▸ **Given passage**
March 5, 2015
Every spring we have a "training camp" for our guide crew. This isn't just for new guides. Any guides that don't happen to be booked all get together for some fishing and a clinic to share ideas, work on formal casting instruction, and do some team building. It is a great exercise and it was so much fun to get about 10 of us all together yesterday.
We started out talking about what we think makes the perfect guide trip and sharing lots of success stories from years past. This is where it is really helpful to have some salty old veterans on staff that like to help the incoming freshmen. Conversations range from safety, to fly selection, lunch prep, and everything in between. There is a lot of good discussion and in the process we all learn a ton including myself. It is important to know that we have some guys on the team that have run thousands upon thousands of guided trips. In that time we have seen a lot of things that work for catching fish and also some ways to coach and encourage people when we're not catching fish. A good mentor is a huge part of becoming a good guide.

▸ **Supplied data**
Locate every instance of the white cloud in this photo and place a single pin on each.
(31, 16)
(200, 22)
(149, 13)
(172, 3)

▸ **Task objective**
Continue the post about the spring guide training camp, picking up after its last sentence.

▸ **Answer for this exercise**
Next we went outside for some casting. We tested a few rods but we worked in on improving our own casting and ways to help teach our guests better fundamentals in positive and fun ways. WITHOUT NAGGING THEM! I put that in all caps because all caps are annoying and so is nagging people... (imagine this in a condescending and whiny voice). 'you went too far back, you broke your wrist, you didn't wait long enough, you are tangled, blah blah blah. That drives me nuts just typing it. That sounded like my first casting lesson and I remember being annoyed.
Our goal is to teach you casting in a way that you can understand it fundamentally so we don't have to bug you about this little stuff. If you "get it" then you won't hear us saying those things. It is our job to help you "get it" without sounding like condescending jerks. Nobody likes that including us. We want to be effective teachers in a positive, fun, and encouraging manner. We still laugh every now and then but it will be with you and not at you.
After that we did an all for fun casting competition among the guides. I've always felt like this is important because watching other pro's cast and feeling a little pressure is one of the best ways to learn. I learn an immense amount about how the fly line, rod, and line work in the air by watching some of the fine casters on our guide team. I was really impressed by the casting and the improvement of some of the guys.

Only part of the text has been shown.